_To do_. Set down the backhoe forum thread below in full, word for word.
* START Passage shown *
# post a picture of your backhoe



## john m stauffer (Dec 13, 2008)

Post a picture of your backhoe at work or ready to work in the snow. Or post your line up of snow equipment. 

LET IT SNOW!!!


----------



## nedly05 (Dec 23, 2007)

2007 410-G, not on a snow job though, I'll have to hunt around and see what winter shots I have of it.


----------



## Snowplow71 (Feb 12, 2008)

2005 Deere 310SG All clean sitting in the shop









1996 Chevy 3500 , Brandon Dump LED's, Smith S.S. Series IV, Long Chute Option


----------



## Duncan90si (Feb 16, 2007)

Here are a few.




























Oops. Wrong type of backhoe.


----------



## mike33087 (Feb 9, 2005)

hahaha lol


----------



## EaTmYtAiLpIpEs (Aug 23, 2007)

not the newest backhoe on this site. but it does the job and is very reliable so far. I am going to look at a trailer for it this week.


----------



## shaunnshelly (Sep 26, 2005)
* END Passage shown *
* START Collected data *
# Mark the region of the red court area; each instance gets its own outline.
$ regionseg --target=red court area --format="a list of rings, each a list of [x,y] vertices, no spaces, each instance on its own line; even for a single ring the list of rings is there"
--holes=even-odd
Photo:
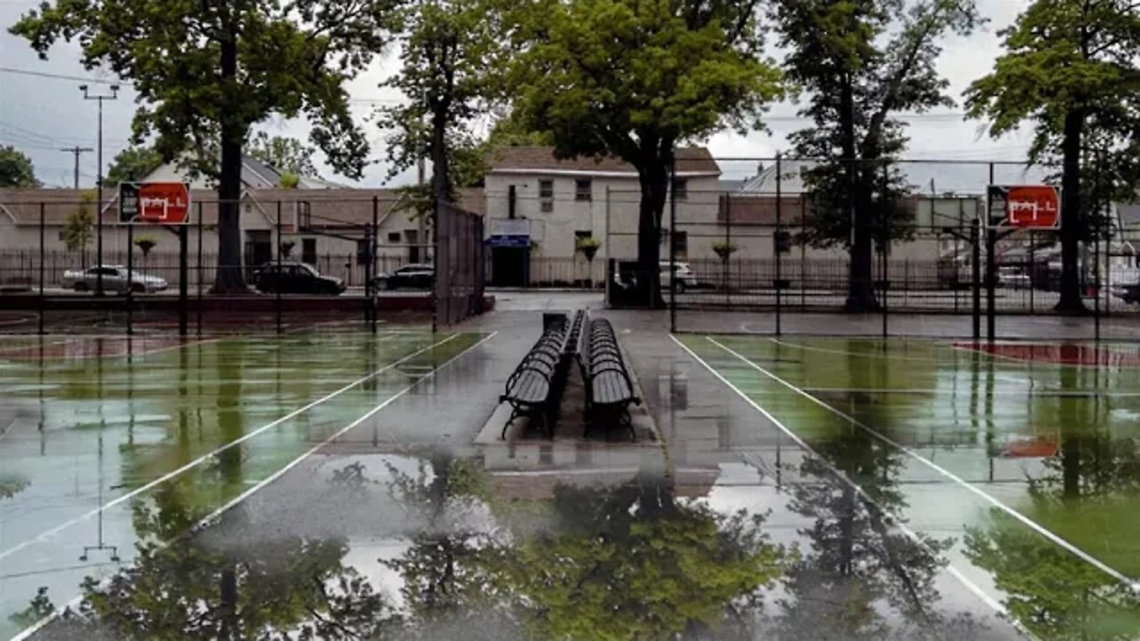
* END Collected data *
_Expected output_.
# post a picture of your backhoe



## john m stauffer (Dec 13, 2008)

Post a picture of your backhoe at work or ready to work in the snow. Or post your line up of snow equipment. 

LET IT SNOW!!!


----------



## nedly05 (Dec 23, 2007)

2007 410-G, not on a snow job though, I'll have to hunt around and see what winter shots I have of it.


----------



## Snowplow71 (Feb 12, 2008)

2005 Deere 310SG All clean sitting in the shop









1996 Chevy 3500 , Brandon Dump LED's, Smith S.S. Series IV, Long Chute Option


----------



## Duncan90si (Feb 16, 2007)

Here are a few.




























Oops. Wrong type of backhoe.


----------



## mike33087 (Feb 9, 2005)

hahaha lol


----------



## EaTmYtAiLpIpEs (Aug 23, 2007)

not the newest backhoe on this site. but it does the job and is very reliable so far. I am going to look at a trailer for it this week.


----------



## shaunnshelly (Sep 26, 2005)